## Set of tasks
[A] In the forum thread about watching TV on a monitor, what format does shaunak say the set top box output uses?
[B] Pick up the forum thread on watching TV on a monitor after its final line and carry it on.

## Document section
# how to watch tv on monitor



## jatt (Jan 17, 2007)

hi friends can anyone tell me about my question can i able to watch my dishtv on monitor only i have only monitor not cpu,plz tell can i able to watch through zenega set top box or i have to purchase another software if i can do that please. thanks in advance


----------



## varunprabhakar (Jan 17, 2007)

dear frnd. u can buy a cheap set top tv tuner card which dont require cpu to use ur monitor as tv. i think u can get a cheap intex tv tuner box for around a 1000 bucks.


----------



## saurav_nolakha (Jan 18, 2007)

you can buy an external TV tuner card and can then use monitor as TV without using CPU


----------



## suraj (Jan 19, 2007)

simply get a tv tunner card then proses forward


----------



## shaunak (Jan 19, 2007)

You Dont Need A *TUNER CARD* With SATELITE/TATA SKY/DISH TV

The set top box gives an out put in standard composite pin format.

The connectors look something like:
*upload.wikimedia.org/wikipedia/en/thumb/1/1c/Composite.jpg/180px-Composite.jpg 
Exactly like standard VCR/DVD/VCD player connectors.

Connect this to the line in of your Gfx card with a converter.
*www.gamepc.com/images/labs/rev-gwnv28-ioLG.jpg


----------



## jatt (Jan 19, 2007)

## Dataset extract

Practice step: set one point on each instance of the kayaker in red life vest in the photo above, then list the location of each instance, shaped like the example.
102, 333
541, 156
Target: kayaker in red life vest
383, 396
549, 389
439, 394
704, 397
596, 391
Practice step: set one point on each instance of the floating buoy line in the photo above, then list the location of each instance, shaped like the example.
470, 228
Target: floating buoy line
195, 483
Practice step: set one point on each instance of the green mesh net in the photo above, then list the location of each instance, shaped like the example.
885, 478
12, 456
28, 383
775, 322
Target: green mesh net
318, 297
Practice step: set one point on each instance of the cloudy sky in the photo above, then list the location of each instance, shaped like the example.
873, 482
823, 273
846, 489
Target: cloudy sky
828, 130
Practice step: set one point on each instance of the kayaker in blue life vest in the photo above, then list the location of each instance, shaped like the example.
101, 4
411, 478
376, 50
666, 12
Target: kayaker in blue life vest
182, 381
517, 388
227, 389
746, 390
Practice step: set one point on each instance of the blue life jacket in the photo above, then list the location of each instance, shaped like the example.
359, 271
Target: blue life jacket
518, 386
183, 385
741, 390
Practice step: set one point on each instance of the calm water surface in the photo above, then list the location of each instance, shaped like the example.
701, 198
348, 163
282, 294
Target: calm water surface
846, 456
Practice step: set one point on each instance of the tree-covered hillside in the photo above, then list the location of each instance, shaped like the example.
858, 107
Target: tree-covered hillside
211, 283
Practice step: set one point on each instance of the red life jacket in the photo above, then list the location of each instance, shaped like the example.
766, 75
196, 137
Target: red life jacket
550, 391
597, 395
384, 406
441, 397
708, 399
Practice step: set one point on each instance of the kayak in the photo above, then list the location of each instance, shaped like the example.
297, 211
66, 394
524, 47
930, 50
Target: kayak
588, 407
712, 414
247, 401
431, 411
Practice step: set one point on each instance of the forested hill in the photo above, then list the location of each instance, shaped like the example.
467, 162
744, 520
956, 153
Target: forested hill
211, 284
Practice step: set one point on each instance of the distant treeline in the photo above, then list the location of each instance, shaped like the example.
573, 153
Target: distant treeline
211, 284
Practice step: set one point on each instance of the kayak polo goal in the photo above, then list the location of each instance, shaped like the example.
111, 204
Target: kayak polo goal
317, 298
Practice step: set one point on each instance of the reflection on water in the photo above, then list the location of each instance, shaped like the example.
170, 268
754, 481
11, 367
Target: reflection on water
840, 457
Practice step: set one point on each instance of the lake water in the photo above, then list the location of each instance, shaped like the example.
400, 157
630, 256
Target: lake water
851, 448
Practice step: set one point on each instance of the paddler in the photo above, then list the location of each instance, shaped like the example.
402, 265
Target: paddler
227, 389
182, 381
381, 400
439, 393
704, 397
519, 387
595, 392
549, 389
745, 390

## Per-task outputs
[A] Standard composite pin format.

[B]
shaunak i coulnot able to understand your post i have already told that *i dont want to use cpu* i want to use only monitor is there any way to watch tv chanles on monitor by any way without cpu i have dish tv
i hope you will give me good answer
anyway other frierds also thanks verry very thanks to you alll


----------



## shaunak (Jan 20, 2007)

Sorry i misread your post. 
------------------------------------------

You can do it, 
You just need a *composite to vga*  converter, it looks like:
*www.virtualinformation.com/ebay_images/vga-1lg.jpg

Then all you have to do it is connect the vga side into your computer monitor and the output pin from your box into the in port of the cable.

*img99.imageshack.us/img99/562/block6xh.th.png

Forgive the bad imaging


----------



## jatt (Jan 21, 2007)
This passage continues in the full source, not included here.